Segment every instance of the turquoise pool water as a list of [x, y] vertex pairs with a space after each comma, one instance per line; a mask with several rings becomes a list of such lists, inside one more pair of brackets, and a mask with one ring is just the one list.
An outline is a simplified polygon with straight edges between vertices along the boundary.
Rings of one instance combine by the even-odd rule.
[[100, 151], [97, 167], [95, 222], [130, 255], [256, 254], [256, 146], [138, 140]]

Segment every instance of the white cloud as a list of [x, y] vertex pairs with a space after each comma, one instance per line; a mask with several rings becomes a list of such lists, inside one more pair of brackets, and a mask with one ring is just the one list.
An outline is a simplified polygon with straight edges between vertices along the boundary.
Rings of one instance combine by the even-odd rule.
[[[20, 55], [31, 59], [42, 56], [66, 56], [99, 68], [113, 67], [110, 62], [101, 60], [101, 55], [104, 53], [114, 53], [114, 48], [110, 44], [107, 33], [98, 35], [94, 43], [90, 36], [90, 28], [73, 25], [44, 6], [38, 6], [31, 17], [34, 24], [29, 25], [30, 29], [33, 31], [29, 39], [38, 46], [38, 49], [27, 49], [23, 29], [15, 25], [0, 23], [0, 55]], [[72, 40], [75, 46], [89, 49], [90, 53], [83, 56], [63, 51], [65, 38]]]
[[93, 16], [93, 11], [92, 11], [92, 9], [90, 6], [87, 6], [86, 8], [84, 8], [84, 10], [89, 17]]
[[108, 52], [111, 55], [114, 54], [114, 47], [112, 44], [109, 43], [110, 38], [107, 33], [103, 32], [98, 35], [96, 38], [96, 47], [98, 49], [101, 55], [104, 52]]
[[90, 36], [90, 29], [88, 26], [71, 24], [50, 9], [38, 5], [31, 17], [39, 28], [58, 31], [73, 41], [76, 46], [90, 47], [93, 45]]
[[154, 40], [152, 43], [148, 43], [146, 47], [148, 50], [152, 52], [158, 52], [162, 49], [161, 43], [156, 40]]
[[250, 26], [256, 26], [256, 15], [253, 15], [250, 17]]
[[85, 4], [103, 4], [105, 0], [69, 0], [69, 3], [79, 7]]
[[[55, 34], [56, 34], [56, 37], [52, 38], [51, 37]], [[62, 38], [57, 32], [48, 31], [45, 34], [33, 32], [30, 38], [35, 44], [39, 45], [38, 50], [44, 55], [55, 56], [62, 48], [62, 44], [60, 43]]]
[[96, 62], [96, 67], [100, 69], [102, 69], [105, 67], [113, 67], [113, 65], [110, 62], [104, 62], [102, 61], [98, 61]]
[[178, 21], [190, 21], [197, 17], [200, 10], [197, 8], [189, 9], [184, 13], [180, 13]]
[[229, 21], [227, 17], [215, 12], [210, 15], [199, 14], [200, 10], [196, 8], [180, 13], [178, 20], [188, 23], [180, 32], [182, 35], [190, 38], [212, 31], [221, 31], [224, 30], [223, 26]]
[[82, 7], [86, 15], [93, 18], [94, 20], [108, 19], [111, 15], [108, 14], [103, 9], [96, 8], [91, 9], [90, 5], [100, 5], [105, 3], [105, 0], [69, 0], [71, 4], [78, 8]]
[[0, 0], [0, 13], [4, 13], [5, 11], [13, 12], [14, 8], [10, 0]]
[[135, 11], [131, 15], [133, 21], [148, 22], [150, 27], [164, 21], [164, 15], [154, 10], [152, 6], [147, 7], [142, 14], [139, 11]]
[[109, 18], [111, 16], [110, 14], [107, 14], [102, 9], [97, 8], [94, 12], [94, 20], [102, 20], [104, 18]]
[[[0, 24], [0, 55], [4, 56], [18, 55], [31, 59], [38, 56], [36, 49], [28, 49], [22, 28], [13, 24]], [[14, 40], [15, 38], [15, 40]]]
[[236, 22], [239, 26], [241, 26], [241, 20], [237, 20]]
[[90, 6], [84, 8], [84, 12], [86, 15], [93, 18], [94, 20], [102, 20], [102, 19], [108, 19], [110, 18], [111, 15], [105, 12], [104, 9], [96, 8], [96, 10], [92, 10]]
----------
= Exercise =
Reproduce the entries word for word, from the start of the entries through the line containing "146], [138, 140]]", with both ends included.

= Exercise solution =
Segment every instance of the turquoise pool water as a list of [x, y] vertex pairs with a space after each comma, one instance per line; a mask with several rings becomes a list of such lists, inside one more pair of brackets, and a mask with one ring is just the one list.
An outline is a simplified polygon with straight edges between vertices along the boundary.
Rings of one instance combine by the even-odd rule.
[[100, 151], [97, 167], [95, 222], [130, 255], [256, 254], [256, 146], [138, 140]]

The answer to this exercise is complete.